— START DATA SECTION —

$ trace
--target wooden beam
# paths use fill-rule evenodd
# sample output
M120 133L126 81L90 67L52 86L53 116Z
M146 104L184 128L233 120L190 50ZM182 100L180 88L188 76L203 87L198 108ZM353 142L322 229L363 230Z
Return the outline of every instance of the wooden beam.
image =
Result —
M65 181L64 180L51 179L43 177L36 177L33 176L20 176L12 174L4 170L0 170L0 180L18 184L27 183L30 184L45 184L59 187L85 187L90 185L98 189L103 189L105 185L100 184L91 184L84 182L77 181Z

— END DATA SECTION —

Print every line of the items above without changing anything.

> [EXERCISE RESPONSE]
$ trace
--target wooden beam
# paths use fill-rule evenodd
# sample output
M120 133L126 81L90 67L52 86L53 116Z
M146 104L184 128L233 120L190 50ZM182 100L180 88L188 76L203 87L198 108ZM353 142L322 229L363 230Z
Return the outline of every instance of the wooden beam.
image =
Result —
M65 181L64 180L51 179L43 177L36 177L33 176L20 176L12 174L4 170L0 170L0 180L18 184L27 183L30 184L45 184L59 187L85 187L90 185L98 189L103 189L105 185L100 184L91 184L84 182L77 181Z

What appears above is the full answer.